Written exercise: Rewrite the records below, changing "Target" to "Object" wherever it occurs and leaving everything else unchanged. Omit the pictures from your version.

Data provided:

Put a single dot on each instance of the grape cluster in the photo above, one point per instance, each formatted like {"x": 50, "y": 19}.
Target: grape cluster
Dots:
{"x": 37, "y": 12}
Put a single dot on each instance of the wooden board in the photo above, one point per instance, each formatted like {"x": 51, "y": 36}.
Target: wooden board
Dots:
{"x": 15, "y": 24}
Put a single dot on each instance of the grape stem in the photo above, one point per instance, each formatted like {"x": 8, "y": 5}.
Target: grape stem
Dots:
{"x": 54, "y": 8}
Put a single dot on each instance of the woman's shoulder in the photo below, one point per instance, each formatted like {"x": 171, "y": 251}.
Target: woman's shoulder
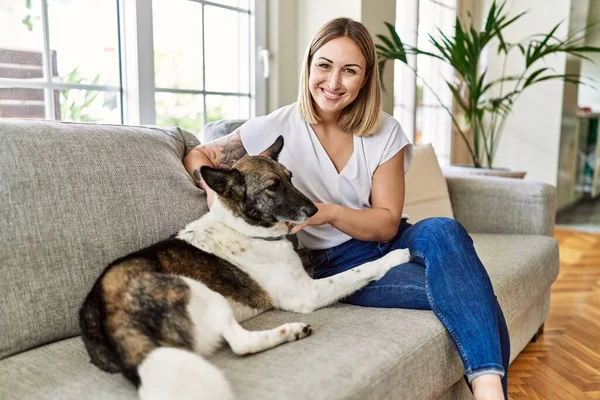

Problem solution:
Put a single dot on each instance of the grape cluster in the photo above, one point per instance, each formatted like {"x": 50, "y": 19}.
Object: grape cluster
Dots:
{"x": 37, "y": 12}
Put a single dot on each instance of the wooden board in the photo above, one point per instance, each formatted like {"x": 51, "y": 36}.
Object: wooden board
Dots:
{"x": 15, "y": 24}
Put a single dot on each instance of the grape stem in the photo above, one point per instance, each formatted like {"x": 8, "y": 5}.
Object: grape stem
Dots:
{"x": 54, "y": 8}
Put a single dot on each instance of the woman's shoulder in the photo below, one point per instance, each formatted like {"x": 171, "y": 251}.
Object: woman's shoulder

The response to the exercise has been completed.